Os olhos são dois pontos negros, encimados por dois arcos igualmente negros, simulando as pestanas e as sobrancelhas. Uma máscara azul clara com orla branca e estreita, cobre a boca e o nariz, do qual só é visível a parte superior. Da máscara sai uma atadura branca que a prende às orelhas.
Traja um fato verde-escuro. As calças têm uma bainha vermelha. O casaco tem uma orla e punhos vermelhos. A gola é igualmente vermelha mas decorada com seis flores, que apresentam uma corola verde e oito pétalas, alternadamente brancas e amarelas. As flores estão separadas entre si por faixas transversais à gola, verdes e amarelas, que se alternam.
O casaco tem à frente uma abotoadura constituída por quatro botões amarelos, dois de cada lado. A parte detrás do casaco ostenta na horizontal dois botões amarelos, à altura da cintura.
À volta do pescoço tem enrolado um lenço amarelo, cruzado à frente e com as pontas a mergulhar dentro do casaco.
A figura assenta numa base quadrangular com os vértices cortados em bisel e pintalgada de branco, amarelo e zarcão. Verticalmente, a orla da base é cor de zarcão.
Sécia
Figura antropomórfica feminina, de pé e com as mãos na anca. Na cabeça, o cabelo é castanho, enrolado atrás em forma de troço e está parcialmente coberto por um chapéu amarelo, levantado à frente e ornamentado por três plumas igualmente amarelas mas com três pintas vermelhas em cada ponta, separadas entre si por traços longitudinais a verde.
--- --- ---
> **Complete o seguinte**:
(1) De acordo com a descrição das figuras, de que cor é a máscara que cobre a boca e o nariz?
(2) Retome a descrição das figuras a partir da última frase apresentada.

Dados de indicação de regiões:
--- --- ---
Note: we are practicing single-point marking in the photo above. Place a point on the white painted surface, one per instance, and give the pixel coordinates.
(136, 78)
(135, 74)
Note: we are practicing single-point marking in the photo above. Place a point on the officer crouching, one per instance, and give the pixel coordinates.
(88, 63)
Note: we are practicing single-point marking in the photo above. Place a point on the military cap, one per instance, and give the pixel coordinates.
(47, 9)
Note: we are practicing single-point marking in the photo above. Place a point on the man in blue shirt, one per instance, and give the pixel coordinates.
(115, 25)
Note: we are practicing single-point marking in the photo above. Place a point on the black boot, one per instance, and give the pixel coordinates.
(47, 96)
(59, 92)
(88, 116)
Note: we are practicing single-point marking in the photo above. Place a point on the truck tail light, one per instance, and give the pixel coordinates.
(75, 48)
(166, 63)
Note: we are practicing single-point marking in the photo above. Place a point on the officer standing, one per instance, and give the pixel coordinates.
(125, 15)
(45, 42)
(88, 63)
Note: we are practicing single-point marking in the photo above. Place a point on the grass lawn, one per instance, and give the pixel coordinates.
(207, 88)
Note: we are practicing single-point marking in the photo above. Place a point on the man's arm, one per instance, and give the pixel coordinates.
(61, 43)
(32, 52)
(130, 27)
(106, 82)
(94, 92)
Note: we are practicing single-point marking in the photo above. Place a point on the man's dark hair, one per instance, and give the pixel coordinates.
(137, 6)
--- --- ---
> **Resultados por tarefa**:
(1) É azul clara, com uma orla branca e estreita.

(2)
Os olhos são dois pontos negros, encimados por dois arcos igualmente negros, simulando as pestanas e as sobrancelhas. Uma máscara azul clara com orla branca e estreita, cobre a boca e o nariz, do qual só é visível a parte superior. Da máscara sai uma atadura branca que a prende às orelhas, das quais pendem arcadas amarelas.
Enverga um conjunto de saia e casaco vermelhos. A saia é comprida e encontra-se decorada na orla inferior por aquilo que configura ser um bordado constituído por meias folhas lanceoladas, alternadamente verdes e amarelas, separadas por pétalas brancas. Ao fundo da saia, à frente, espreitam os sapatos pretos usados pela figura.    
O casaco é curto, justo ao corpo e tem uma orla e punhos verdes. A gola é igualmente verde, decorada com seis flores com corola vermelha e oito pétalas, alternadamente brancas e amarelas. As flores estão separadas entre si por faixas transversais à gola, vermelhas e amarelas, que se alternam. O casaco tem à frente uma abotoadura constituída por seis botões amarelos, três de cada lado. A parte detrás do casaco ostenta na horizontal dois botões amarelos, à altura da cintura. A gola é fechada à frente por um botão amarelo maior que os restantes.
Origens históricas                              
O “Peralta” e a “Sécia” eram os elegantes portugueses dos sécs. XVIII e XIX, que envergavam trajos garridos com demasiado apuro e enfeites. De acordo com a literatura da época e sobre a época, eram pessoas afectadas não só no trajar, como no andar e no comportamento.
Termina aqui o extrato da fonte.